■ Your instructions:
Convert the rows below into a numbered list, one line per item, and leave out the blank lines.
* START Records supplied *
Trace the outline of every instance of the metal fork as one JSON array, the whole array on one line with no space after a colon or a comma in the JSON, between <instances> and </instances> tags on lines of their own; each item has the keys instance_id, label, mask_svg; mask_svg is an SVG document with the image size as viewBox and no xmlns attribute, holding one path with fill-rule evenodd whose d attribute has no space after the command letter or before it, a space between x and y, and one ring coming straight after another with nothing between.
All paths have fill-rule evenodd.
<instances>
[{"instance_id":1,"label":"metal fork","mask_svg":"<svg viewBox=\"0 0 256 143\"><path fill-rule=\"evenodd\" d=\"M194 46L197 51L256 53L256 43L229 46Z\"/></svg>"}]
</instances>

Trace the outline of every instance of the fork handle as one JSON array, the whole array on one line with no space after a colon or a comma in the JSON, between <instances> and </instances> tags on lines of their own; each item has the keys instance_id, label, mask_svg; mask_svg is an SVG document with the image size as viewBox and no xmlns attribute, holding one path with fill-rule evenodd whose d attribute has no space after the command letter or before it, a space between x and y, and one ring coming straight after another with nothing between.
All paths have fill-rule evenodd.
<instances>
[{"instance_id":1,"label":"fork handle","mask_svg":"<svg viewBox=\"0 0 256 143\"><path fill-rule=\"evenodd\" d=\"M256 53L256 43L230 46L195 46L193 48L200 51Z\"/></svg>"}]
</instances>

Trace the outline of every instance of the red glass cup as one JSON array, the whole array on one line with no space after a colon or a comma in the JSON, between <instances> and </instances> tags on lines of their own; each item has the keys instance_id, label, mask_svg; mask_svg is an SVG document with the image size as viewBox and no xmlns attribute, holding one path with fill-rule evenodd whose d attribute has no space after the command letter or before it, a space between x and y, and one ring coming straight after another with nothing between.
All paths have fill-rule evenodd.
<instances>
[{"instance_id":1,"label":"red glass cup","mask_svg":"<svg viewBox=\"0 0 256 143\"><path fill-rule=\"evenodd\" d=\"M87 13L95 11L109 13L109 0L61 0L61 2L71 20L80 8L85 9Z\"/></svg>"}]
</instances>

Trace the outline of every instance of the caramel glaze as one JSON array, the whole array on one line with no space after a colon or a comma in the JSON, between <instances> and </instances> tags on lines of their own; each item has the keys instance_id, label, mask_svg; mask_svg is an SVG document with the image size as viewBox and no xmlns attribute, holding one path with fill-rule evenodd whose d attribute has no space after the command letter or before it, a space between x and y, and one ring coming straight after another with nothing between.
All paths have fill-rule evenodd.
* END Records supplied *
■ Answer for the task:
1. Trace the outline of every instance of the metal fork as one JSON array, the whole array on one line with no space after a colon or a comma in the JSON, between <instances> and </instances> tags on lines of their own; each item has the keys instance_id, label, mask_svg; mask_svg is an SVG document with the image size as viewBox and no xmlns attribute, holding one path with fill-rule evenodd whose d attribute has no space after the command letter or before it, a space between x and y, and one ring coming straight after another with nothing between.
2. All paths have fill-rule evenodd.
3. <instances>
4. [{"instance_id":1,"label":"metal fork","mask_svg":"<svg viewBox=\"0 0 256 143\"><path fill-rule=\"evenodd\" d=\"M194 46L197 51L256 53L256 43L229 46Z\"/></svg>"}]
5. </instances>
6. Trace the outline of every instance of the fork handle as one JSON array, the whole array on one line with no space after a colon or a comma in the JSON, between <instances> and </instances> tags on lines of their own; each item has the keys instance_id, label, mask_svg; mask_svg is an SVG document with the image size as viewBox and no xmlns attribute, holding one path with fill-rule evenodd whose d attribute has no space after the command letter or before it, a space between x and y, and one ring coming straight after another with nothing between.
7. All paths have fill-rule evenodd.
8. <instances>
9. [{"instance_id":1,"label":"fork handle","mask_svg":"<svg viewBox=\"0 0 256 143\"><path fill-rule=\"evenodd\" d=\"M256 53L256 43L230 46L195 46L193 48L200 51Z\"/></svg>"}]
10. </instances>
11. Trace the outline of every instance of the red glass cup as one JSON array, the whole array on one line with no space after a colon or a comma in the JSON, between <instances> and </instances> tags on lines of their own; each item has the keys instance_id, label, mask_svg; mask_svg is an SVG document with the image size as viewBox and no xmlns attribute, holding one path with fill-rule evenodd whose d attribute has no space after the command letter or before it, a space between x and y, and one ring coming straight after another with nothing between.
12. All paths have fill-rule evenodd.
13. <instances>
14. [{"instance_id":1,"label":"red glass cup","mask_svg":"<svg viewBox=\"0 0 256 143\"><path fill-rule=\"evenodd\" d=\"M87 13L95 11L109 13L109 0L61 0L61 2L71 20L80 8L85 9Z\"/></svg>"}]
15. </instances>
16. Trace the outline of every instance of the caramel glaze as one JSON array, the whole array on one line with no space after a colon or a comma in the JSON, between <instances> and </instances> tags on lines of their own; each item has the keys instance_id, label, mask_svg; mask_svg is an SVG document with the image size as viewBox and no xmlns attribute, holding one path with fill-rule evenodd whose d attribute has no space after the command letter or before it, a space between x and y, and one ring coming straight after another with nothing between.
17. All paths have fill-rule evenodd.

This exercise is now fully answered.